EXERCISE DESCRIPTION: Copy the lines starting at the one containing "Find the <item>thick" and ending at the one containing "Outlines of the <item>thick", swapping "sample" for "example" and keeping everything else the same. Leave the pictures out.

·····

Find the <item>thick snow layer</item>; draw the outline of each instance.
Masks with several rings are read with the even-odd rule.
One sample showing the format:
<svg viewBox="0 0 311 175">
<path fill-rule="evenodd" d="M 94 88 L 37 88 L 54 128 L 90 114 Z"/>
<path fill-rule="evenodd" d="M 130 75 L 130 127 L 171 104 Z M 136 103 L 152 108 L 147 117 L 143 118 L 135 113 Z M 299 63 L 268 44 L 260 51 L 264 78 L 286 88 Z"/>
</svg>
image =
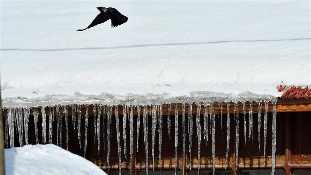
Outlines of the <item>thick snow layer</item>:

·····

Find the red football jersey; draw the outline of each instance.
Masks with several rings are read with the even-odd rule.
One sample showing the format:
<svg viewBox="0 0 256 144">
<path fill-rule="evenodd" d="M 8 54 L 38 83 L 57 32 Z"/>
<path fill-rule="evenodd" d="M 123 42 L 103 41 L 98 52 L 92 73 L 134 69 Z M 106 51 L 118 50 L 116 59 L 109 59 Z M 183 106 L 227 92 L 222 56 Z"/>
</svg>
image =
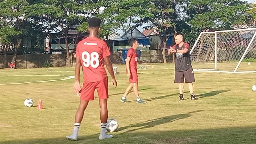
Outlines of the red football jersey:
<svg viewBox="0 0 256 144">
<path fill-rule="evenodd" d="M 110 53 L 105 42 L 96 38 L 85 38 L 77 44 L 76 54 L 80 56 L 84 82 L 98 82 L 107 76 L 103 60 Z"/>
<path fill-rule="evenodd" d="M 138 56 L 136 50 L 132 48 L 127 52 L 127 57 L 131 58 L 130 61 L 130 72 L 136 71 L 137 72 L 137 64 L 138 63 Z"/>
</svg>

·····

FULL ANSWER:
Find the <item>thick snow layer</item>; draw the outline of each instance.
Masks with several rings are read with the even-odd rule.
One example showing the format:
<svg viewBox="0 0 311 175">
<path fill-rule="evenodd" d="M 94 88 L 37 88 L 54 128 L 90 114 Z"/>
<path fill-rule="evenodd" d="M 130 75 L 130 127 L 171 104 Z M 136 103 L 152 108 L 147 117 L 143 118 L 135 113 Z M 299 63 L 268 44 L 260 51 L 264 78 L 286 88 Z"/>
</svg>
image =
Outlines of the <item>thick snow layer</item>:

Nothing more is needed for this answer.